__Rohe Einträge__:
● ● ●
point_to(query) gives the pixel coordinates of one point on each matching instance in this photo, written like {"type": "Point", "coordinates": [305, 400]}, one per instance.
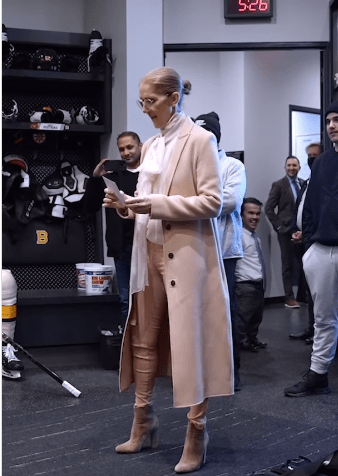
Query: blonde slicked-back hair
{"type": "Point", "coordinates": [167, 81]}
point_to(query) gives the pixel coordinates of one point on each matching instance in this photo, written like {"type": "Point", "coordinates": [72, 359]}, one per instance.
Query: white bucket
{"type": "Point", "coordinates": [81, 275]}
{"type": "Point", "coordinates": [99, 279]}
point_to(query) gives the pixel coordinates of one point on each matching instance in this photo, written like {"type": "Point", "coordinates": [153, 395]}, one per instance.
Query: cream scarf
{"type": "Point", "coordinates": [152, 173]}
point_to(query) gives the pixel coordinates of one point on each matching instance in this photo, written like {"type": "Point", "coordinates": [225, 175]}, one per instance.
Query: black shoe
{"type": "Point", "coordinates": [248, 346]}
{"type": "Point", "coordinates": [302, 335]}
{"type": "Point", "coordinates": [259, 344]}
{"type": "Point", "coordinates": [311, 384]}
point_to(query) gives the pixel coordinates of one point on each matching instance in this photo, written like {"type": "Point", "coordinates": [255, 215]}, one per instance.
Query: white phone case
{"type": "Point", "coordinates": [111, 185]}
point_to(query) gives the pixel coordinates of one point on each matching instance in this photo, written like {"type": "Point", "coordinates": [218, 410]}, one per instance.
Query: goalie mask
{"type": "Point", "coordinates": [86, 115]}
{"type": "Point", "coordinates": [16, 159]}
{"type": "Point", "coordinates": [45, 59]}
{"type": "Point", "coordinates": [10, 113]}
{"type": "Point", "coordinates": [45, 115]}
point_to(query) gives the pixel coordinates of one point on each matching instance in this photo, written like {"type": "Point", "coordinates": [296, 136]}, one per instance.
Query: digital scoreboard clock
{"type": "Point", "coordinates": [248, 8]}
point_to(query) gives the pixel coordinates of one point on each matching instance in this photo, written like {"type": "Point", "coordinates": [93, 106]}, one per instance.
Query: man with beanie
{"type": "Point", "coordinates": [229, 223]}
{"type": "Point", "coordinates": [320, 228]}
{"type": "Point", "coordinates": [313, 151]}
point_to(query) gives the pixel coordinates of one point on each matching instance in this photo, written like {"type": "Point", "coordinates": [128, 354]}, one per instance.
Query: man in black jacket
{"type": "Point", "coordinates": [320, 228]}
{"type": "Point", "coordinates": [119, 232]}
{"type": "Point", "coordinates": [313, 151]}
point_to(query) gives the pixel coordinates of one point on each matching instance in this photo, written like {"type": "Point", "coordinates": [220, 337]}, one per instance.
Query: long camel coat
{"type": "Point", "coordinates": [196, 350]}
● ● ●
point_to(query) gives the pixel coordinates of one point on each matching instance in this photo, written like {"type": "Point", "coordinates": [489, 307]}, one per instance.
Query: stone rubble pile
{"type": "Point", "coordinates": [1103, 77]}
● ● ●
__Aufgabenstellung__: Zähle, in wie vielen Zeilen der Einträge die Zeichenfolge „written“ vorkommt, wobei Groß- und Kleinschreibung beachtet wird. Gib ausschließlich die Anzahl an.

__Schriftliche Antwort__: 11